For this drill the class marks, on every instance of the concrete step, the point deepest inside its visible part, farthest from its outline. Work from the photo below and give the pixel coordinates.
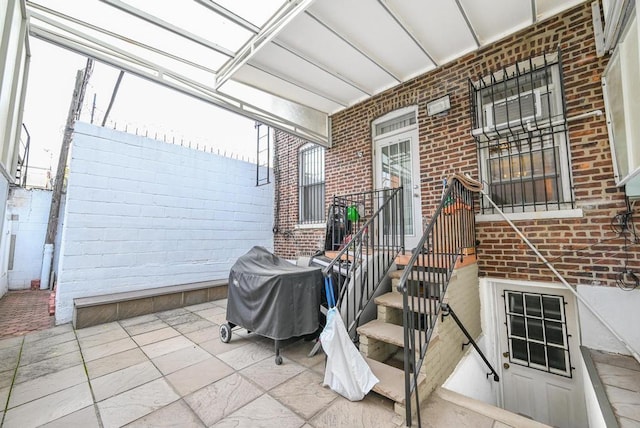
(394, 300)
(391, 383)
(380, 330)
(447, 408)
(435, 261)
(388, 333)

----------------

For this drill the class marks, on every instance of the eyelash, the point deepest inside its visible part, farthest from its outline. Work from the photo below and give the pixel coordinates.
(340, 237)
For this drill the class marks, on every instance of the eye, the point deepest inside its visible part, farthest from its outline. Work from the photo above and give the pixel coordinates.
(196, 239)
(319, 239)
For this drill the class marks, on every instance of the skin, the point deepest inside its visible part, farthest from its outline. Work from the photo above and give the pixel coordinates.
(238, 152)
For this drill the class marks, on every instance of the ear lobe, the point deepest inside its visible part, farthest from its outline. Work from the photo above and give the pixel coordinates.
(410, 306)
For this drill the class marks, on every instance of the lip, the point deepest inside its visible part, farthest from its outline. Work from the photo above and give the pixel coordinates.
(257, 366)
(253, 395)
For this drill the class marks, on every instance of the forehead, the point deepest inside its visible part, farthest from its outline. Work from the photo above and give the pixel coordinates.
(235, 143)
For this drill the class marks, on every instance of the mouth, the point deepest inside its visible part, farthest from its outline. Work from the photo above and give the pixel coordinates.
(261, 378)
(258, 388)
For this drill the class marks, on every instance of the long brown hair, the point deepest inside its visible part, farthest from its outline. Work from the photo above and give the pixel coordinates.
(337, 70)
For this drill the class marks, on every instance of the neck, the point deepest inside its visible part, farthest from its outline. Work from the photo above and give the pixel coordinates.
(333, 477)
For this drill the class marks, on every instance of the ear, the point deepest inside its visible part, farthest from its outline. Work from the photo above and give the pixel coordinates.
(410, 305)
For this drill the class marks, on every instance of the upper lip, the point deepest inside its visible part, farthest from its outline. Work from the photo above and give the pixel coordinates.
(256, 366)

----------------

STATED GOAL
State how many lines of the entries contain the word "below". Reply with the number alone.

THE OUTPUT
2